▶ EXCERPT
● ● ● ● ●
# Multiplex/Plywood



## Cave-dweller (Apr 11, 2011)

Hello,

I've noticed that a high-grade plywood material known as "multiplex" is a standard for making wood (but non-solid-wood) slingshots. I want to purcahse some of this material but I live in Ireland and when I do google searches such as "multiplex plywood + ireland" etc I get no results. Perhaps it's called something else here. I don't know.I have researched the companies that supply plywood etc but cannot find anything referred to as "multiplex".As far as I can see, the only plywood available here is pretty low grade with a low ply to thickness ratio.

Anyway, what I want to know is what generally qualifies as being "multiplex" in terms of the number of plys in any given thickness, for example, a 12mm (0.5") or 18mm (0.75") sheet? Are there any Irish members out there who have located an Irish supplier of this material?


----------



## Dan the Slingshot Man (Nov 21, 2010)

Multiplex is normally a hard wood plywood, with many layers. You will usually find it in Baltic Birch.


----------



## A+ Slingshots (Jan 22, 2010)

Dan is correct!!! It is also listed as "furniture grade" or "high grade". You can find cheaper versions sometimes but it will not be as dense because it is filled with many voids.


----------



## Devoman (Oct 15, 2010)

A+ Slingshots said:


> Dan is correct!!! It is also listed as "furniture grade" or "high grade". You can find cheaper versions sometimes but it will not be as dense because it is filled with many voids.


So that cheaper type is something you "Wood a Void?".....lol


----------



## Cave-dweller (Apr 11, 2011)

Devoman said:


> Dan is correct!!! It is also listed as "furniture grade" or "high grade". You can find cheaper versions sometimes but it will not be as dense because it is filled with many voids.


So that cheaper type is something you "Wood a Void?".....lol
[/quote]

Ha Ha!

I notice you call yourself Devoman. Are you a Devotee of the band Devo?


----------
● ● ● ● ●
▶ ENTRIES

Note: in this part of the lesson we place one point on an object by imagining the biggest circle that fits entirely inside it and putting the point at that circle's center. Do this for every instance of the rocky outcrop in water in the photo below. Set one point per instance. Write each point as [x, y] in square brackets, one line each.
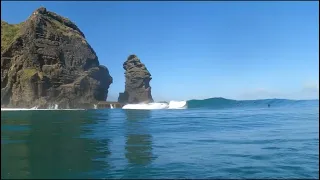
[46, 60]
[137, 85]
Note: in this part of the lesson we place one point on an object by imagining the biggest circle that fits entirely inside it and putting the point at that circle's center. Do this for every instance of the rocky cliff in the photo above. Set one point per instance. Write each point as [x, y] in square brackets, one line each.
[137, 85]
[46, 60]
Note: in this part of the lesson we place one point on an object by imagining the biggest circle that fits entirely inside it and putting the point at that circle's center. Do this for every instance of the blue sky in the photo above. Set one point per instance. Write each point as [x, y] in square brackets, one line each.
[197, 50]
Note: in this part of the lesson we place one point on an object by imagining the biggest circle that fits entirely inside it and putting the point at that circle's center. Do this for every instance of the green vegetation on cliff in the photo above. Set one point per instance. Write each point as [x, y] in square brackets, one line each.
[8, 33]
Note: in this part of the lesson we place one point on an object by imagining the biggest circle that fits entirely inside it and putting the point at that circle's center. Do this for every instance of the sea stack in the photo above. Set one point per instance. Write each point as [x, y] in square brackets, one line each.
[46, 60]
[137, 85]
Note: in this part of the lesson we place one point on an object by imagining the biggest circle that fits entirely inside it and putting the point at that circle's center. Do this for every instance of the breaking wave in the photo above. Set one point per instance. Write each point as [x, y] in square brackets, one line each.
[222, 103]
[170, 105]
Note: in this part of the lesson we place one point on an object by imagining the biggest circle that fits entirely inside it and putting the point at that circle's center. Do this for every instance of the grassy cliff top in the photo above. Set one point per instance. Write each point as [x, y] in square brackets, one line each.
[8, 33]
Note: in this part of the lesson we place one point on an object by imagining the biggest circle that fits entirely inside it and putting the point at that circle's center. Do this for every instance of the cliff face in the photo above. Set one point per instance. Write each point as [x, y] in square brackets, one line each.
[46, 60]
[137, 87]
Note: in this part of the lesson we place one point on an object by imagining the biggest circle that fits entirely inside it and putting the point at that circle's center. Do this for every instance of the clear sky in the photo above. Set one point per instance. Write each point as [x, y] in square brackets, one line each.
[196, 50]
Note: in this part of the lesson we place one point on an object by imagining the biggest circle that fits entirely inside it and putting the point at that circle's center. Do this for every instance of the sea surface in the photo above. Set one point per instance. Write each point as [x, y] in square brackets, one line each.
[215, 138]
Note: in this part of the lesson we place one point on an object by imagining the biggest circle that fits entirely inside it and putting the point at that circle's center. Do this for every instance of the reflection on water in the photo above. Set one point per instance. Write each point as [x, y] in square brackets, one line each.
[138, 139]
[49, 145]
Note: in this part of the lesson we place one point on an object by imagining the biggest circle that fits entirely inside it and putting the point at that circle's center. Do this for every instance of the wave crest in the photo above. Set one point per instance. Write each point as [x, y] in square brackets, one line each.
[171, 105]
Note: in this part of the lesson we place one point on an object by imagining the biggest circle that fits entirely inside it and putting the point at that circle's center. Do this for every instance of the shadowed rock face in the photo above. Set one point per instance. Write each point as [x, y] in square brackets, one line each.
[46, 60]
[137, 87]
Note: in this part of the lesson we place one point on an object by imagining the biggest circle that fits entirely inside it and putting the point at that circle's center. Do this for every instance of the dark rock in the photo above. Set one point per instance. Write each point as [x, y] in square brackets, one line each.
[137, 87]
[46, 60]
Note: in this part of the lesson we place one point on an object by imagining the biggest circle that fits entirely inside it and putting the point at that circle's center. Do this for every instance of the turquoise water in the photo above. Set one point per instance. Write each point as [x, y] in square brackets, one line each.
[243, 141]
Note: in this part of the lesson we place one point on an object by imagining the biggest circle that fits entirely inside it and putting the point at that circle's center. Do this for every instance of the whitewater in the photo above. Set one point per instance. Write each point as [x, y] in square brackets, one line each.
[212, 103]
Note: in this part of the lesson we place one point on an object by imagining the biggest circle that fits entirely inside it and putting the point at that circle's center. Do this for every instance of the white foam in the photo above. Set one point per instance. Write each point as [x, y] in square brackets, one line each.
[177, 104]
[171, 105]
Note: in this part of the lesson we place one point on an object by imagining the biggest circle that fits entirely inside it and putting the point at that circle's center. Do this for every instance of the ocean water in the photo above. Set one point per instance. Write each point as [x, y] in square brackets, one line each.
[214, 138]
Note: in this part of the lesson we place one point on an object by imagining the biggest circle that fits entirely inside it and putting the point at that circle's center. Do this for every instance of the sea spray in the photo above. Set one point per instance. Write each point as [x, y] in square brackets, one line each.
[171, 105]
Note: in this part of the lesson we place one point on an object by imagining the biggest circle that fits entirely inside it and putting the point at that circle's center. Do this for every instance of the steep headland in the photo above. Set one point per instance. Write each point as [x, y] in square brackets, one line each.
[137, 85]
[46, 60]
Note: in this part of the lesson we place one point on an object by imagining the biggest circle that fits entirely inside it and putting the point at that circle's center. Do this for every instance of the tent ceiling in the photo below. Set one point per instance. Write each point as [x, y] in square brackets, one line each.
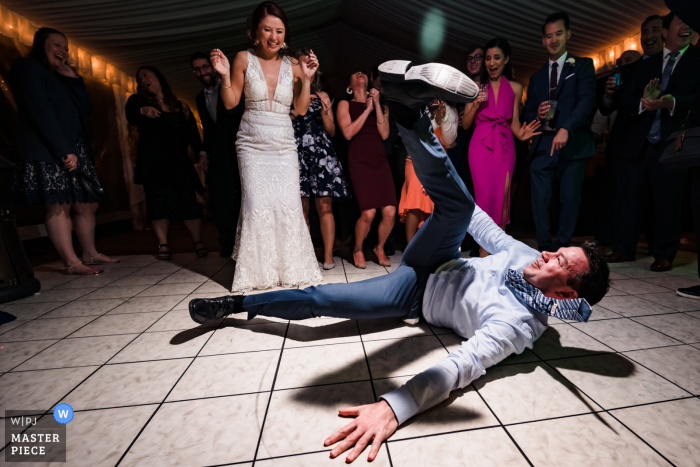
[347, 35]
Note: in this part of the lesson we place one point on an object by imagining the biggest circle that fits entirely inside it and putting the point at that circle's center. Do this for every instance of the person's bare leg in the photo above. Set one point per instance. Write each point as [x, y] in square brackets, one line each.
[59, 228]
[84, 225]
[195, 228]
[160, 227]
[324, 206]
[505, 212]
[361, 230]
[384, 230]
[506, 198]
[412, 221]
[305, 208]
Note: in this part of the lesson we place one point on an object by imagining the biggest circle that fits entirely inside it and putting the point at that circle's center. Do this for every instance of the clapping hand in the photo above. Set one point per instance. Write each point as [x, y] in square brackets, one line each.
[437, 111]
[663, 102]
[370, 103]
[528, 131]
[610, 87]
[560, 140]
[326, 103]
[375, 94]
[373, 422]
[652, 91]
[70, 162]
[150, 112]
[65, 69]
[220, 62]
[309, 65]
● ● ● ● ●
▶ DIRECTIONS FOR THIS TASK
Write out the passage of the multiplex plywood thread from "Anyway, what I" up to and including "(Nov 21, 2010)".

▶ COMPLETE OUTPUT
Anyway, what I want to know is what generally qualifies as being "multiplex" in terms of the number of plys in any given thickness, for example, a 12mm (0.5") or 18mm (0.75") sheet? Are there any Irish members out there who have located an Irish supplier of this material?


----------



## Dan the Slingshot Man (Nov 21, 2010)